Could you reproduce all of the material below word for word, leaving the pictures out of your answer?
▼▼▼
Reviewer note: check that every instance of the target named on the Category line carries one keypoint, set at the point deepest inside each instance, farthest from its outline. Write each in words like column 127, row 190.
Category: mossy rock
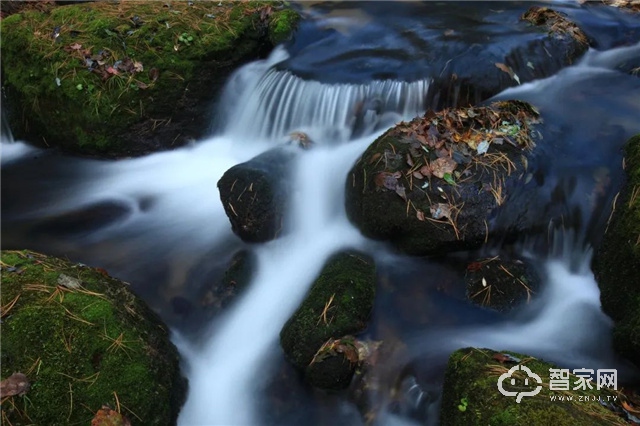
column 125, row 78
column 338, row 304
column 617, row 261
column 500, row 284
column 471, row 395
column 84, row 340
column 234, row 281
column 431, row 185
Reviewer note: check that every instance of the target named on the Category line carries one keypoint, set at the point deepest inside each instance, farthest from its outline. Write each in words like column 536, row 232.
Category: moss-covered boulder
column 617, row 260
column 338, row 304
column 431, row 185
column 471, row 396
column 233, row 282
column 500, row 284
column 84, row 341
column 255, row 194
column 125, row 78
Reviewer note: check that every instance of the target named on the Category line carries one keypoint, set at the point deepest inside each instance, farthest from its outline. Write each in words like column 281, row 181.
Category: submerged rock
column 617, row 260
column 500, row 284
column 471, row 396
column 431, row 185
column 255, row 194
column 84, row 340
column 126, row 78
column 234, row 281
column 315, row 339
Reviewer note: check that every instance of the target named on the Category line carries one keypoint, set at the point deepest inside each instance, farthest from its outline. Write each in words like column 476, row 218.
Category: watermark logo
▲▲▲
#### Answer to the problem
Reviewer note: check that every instance of the target named on the Category line carries one keypoint, set at the point deepest inside each instance, farthest from its outline. Write each in words like column 127, row 190.
Category: mossy rock
column 125, row 78
column 338, row 304
column 617, row 261
column 500, row 284
column 471, row 395
column 84, row 340
column 234, row 281
column 431, row 185
Reviewer note: check that every instance of the target named on the Category line carries one keypoint, set at the point deepest inside each instance, farthest from its outline. Write each in words like column 536, row 232.
Category: moss-covered boulder
column 617, row 260
column 338, row 304
column 431, row 185
column 471, row 396
column 233, row 282
column 500, row 284
column 84, row 341
column 255, row 194
column 125, row 78
Reviewer note: check that every instance of the target named on the Category line carries one keypoint, set at the point deepest inside each instance, farthest from its outline. Write each in words like column 281, row 181.
Category: submerged rock
column 617, row 260
column 500, row 284
column 471, row 396
column 431, row 185
column 255, row 194
column 84, row 340
column 126, row 78
column 234, row 281
column 315, row 339
Reviewer note: check that every instance of the target named on the Category line carries one keypoint, set at the point deepest inside each instance, farthest from its outline. Write each in words like column 476, row 218.
Category: watermark logo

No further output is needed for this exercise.